**PASSAGE SHOWN:**

━━━━━━━━━━

At 12:51 PM 8/31/2001 -0700, Seth Russell wrote:
>From: "Adam Pease" <apease@ks.teknowledge.com>
>
> > Matthew,
> >    I think Seth's question was somewhat different although he'll need to
> > confirm.  He seemed to address changing one axiom in the standard to
> > another version that he preferred.  You seem to be addressing selection of
> > one of two alternative theories that are both part of a standard.
>
>Yes.  I don't really believe in a standard ontology (woops ... sorry for the
>heresy).  But at the same time I want an ontology that I don't have to
>construct myself.  I like to pick and choose.  I  believe that the most
>useful SUMO would have a front end tool where the ~user~ answers a set of
>questions and clicks on a set of contexts .. the tool would then generate
>the needed ontology.  Then where certain axioms were still unacceptable, one
>could replace them individually ... the tool would then thread through the
>selected knowledge and delete any contradictions and suggest where new
>axioms were needed.

━━━━━━━━━━

**DATASET EXTRACT:**
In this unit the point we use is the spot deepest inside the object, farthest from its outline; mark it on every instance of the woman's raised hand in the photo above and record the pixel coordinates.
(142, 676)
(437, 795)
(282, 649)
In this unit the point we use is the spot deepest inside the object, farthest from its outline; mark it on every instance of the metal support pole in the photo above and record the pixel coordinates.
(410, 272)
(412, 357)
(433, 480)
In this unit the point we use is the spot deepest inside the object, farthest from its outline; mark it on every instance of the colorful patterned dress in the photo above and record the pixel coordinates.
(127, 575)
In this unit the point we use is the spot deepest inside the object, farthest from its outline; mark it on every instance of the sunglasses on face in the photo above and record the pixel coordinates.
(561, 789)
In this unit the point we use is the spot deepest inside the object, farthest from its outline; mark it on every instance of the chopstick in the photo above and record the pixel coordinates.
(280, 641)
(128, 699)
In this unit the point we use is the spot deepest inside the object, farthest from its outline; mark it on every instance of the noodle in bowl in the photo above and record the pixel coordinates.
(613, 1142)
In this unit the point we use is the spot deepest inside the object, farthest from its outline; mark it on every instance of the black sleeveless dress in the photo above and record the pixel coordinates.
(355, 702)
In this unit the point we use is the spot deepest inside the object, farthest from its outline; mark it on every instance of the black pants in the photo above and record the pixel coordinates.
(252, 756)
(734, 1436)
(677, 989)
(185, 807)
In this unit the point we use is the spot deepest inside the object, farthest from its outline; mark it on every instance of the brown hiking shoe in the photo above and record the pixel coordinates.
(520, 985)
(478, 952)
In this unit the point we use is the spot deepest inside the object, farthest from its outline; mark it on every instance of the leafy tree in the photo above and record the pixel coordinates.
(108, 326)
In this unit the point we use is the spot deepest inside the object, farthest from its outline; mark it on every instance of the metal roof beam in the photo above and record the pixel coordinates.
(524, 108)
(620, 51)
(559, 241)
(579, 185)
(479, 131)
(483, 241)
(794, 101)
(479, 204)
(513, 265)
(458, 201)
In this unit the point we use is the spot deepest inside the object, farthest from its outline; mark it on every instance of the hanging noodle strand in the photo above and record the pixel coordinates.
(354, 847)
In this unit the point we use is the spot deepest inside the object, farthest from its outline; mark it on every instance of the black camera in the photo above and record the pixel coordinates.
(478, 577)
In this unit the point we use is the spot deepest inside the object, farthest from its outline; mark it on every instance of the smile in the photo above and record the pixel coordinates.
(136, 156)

━━━━━━━━━━

**OBJECTIVE:** Reproduce the email exchange about standard ontologies word for word, in full. The records are not needed.

**RESULT:**
At 12:51 PM 8/31/2001 -0700, Seth Russell wrote:
>From: "Adam Pease" <apease@ks.teknowledge.com>
>
> > Matthew,
> >    I think Seth's question was somewhat different although he'll need to
> > confirm.  He seemed to address changing one axiom in the standard to
> > another version that he preferred.  You seem to be addressing selection of
> > one of two alternative theories that are both part of a standard.
>
>Yes.  I don't really believe in a standard ontology (woops ... sorry for the
>heresy).  But at the same time I want an ontology that I don't have to
>construct myself.  I like to pick and choose.  I  believe that the most
>useful SUMO would have a front end tool where the ~user~ answers a set of
>questions and clicks on a set of contexts .. the tool would then generate
>the needed ontology.  Then where certain axioms were still unacceptable, one
>could replace them individually ... the tool would then thread through the
>selected knowledge and delete any contradictions and suggest where new
>axioms were needed.